--- Begin Listed entries ---

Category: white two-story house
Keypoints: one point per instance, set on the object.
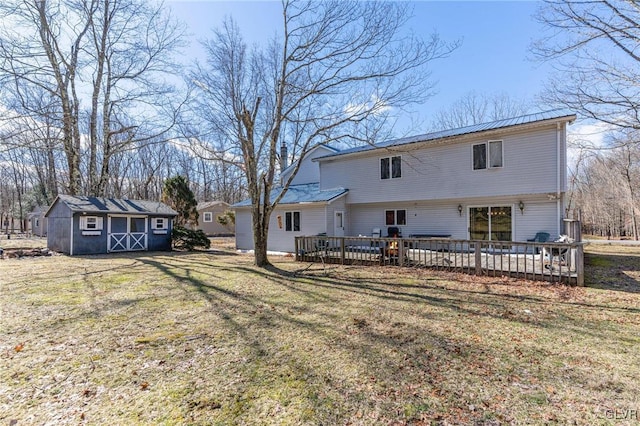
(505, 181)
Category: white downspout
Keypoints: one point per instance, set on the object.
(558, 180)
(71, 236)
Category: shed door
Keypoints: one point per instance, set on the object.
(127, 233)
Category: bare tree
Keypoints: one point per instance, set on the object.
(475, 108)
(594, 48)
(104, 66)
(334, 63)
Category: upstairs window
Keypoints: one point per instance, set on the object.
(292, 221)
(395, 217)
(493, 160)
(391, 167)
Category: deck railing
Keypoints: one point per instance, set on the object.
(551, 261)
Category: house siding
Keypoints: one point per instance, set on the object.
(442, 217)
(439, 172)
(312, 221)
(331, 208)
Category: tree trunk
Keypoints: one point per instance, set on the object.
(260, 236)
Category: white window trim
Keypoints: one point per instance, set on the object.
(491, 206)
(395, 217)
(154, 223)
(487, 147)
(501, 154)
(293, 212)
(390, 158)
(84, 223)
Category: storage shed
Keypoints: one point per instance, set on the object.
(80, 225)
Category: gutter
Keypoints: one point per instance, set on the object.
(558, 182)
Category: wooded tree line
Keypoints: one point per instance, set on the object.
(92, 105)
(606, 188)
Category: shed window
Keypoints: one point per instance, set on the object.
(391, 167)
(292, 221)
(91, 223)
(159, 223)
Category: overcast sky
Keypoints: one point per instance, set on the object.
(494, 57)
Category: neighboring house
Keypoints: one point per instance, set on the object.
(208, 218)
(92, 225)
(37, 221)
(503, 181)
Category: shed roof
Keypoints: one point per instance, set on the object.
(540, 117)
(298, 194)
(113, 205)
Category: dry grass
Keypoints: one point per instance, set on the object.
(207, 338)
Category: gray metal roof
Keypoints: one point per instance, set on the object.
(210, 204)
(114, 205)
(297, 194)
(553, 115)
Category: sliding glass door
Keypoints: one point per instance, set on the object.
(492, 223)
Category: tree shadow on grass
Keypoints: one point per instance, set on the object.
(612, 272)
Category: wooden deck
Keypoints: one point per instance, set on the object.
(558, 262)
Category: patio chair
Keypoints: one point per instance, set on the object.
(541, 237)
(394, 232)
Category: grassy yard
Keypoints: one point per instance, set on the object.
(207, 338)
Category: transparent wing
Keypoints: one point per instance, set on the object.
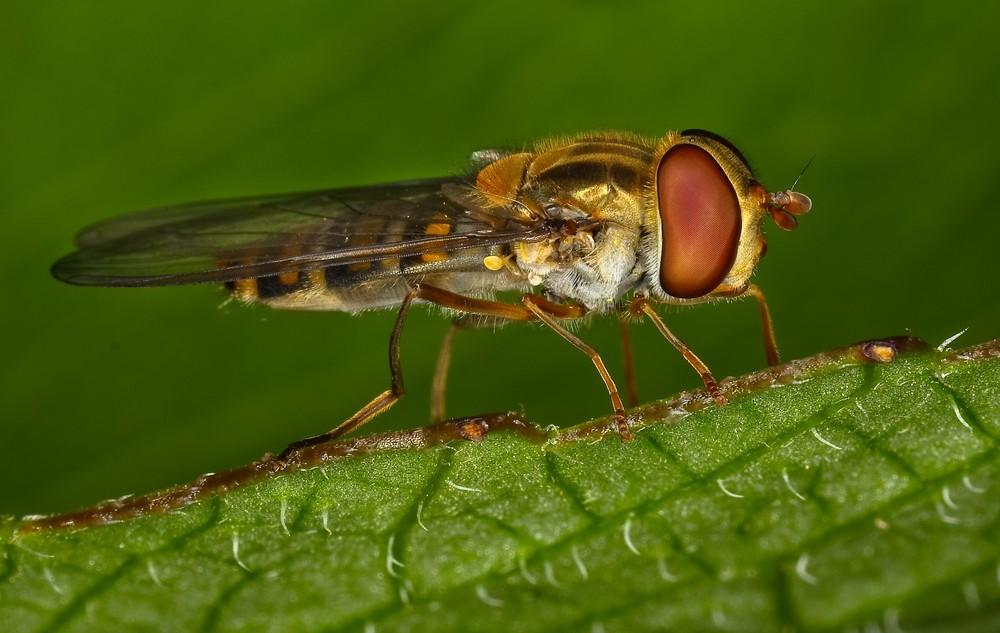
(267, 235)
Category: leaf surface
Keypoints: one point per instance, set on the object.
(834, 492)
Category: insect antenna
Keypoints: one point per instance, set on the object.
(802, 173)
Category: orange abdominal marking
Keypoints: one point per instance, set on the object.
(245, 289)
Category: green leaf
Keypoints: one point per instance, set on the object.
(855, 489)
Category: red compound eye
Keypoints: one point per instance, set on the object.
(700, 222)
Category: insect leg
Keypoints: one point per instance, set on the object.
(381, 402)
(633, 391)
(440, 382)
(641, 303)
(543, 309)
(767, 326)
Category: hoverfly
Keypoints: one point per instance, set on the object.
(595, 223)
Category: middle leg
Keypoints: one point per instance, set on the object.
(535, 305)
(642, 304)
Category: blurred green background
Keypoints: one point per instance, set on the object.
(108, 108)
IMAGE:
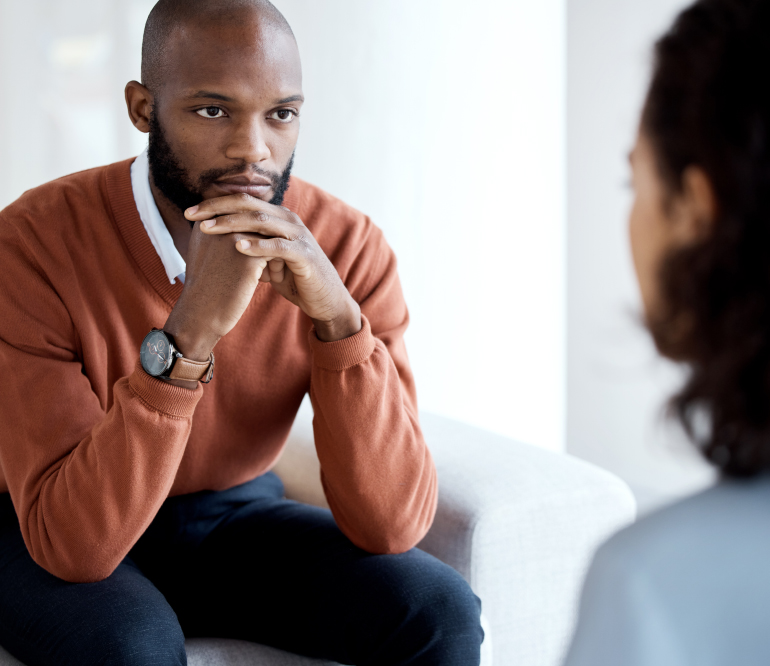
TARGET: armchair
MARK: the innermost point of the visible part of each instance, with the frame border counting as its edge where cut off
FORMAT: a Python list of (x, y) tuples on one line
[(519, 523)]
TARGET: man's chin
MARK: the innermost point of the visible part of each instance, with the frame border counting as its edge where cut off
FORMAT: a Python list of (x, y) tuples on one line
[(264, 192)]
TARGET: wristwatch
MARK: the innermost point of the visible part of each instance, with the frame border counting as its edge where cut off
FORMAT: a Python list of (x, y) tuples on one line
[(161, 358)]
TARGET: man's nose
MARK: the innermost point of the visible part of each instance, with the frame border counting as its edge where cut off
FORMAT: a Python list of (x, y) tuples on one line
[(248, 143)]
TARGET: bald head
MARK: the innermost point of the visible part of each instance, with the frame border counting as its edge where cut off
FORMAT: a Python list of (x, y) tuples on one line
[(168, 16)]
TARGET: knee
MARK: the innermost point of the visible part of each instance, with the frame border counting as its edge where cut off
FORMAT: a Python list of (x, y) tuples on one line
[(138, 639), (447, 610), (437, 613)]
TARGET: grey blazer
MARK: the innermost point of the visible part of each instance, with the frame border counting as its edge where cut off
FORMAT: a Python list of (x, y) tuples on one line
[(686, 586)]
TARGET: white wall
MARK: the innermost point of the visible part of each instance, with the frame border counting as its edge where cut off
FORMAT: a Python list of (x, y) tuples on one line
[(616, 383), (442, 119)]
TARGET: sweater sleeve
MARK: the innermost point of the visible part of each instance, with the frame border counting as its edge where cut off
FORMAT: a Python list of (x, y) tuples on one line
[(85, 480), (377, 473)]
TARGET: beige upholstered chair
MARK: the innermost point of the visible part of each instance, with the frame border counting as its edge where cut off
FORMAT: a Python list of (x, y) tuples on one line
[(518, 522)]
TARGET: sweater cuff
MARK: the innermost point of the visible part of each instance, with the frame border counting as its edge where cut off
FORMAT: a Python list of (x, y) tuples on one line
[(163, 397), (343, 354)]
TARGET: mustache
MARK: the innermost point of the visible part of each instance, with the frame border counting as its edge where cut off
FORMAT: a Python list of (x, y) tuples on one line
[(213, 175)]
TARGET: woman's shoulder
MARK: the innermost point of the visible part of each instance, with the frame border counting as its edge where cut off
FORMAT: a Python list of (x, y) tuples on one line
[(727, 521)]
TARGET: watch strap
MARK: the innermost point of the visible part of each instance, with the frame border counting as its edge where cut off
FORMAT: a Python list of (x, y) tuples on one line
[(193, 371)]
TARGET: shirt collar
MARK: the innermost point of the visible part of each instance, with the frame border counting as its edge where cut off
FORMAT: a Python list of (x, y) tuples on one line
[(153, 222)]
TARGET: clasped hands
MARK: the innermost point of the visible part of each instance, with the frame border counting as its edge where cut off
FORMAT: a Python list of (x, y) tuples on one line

--- End Listed entries ---

> **Set task**
Reproduce the entries from the line containing "TARGET: sweater cuff" through the line containing "[(163, 397), (343, 354)]", both lines included, leaving the request lines unchanged. In the answers, multiply every point coordinate by 1.2 and round each result to a whole number, with halves rounded up.

> **Response**
TARGET: sweater cuff
MARK: the innermost point of the visible part of each instance, with the frame border counting as its edge where cut off
FORMAT: a Python list of (x, y) tuples on one line
[(196, 476), (412, 425)]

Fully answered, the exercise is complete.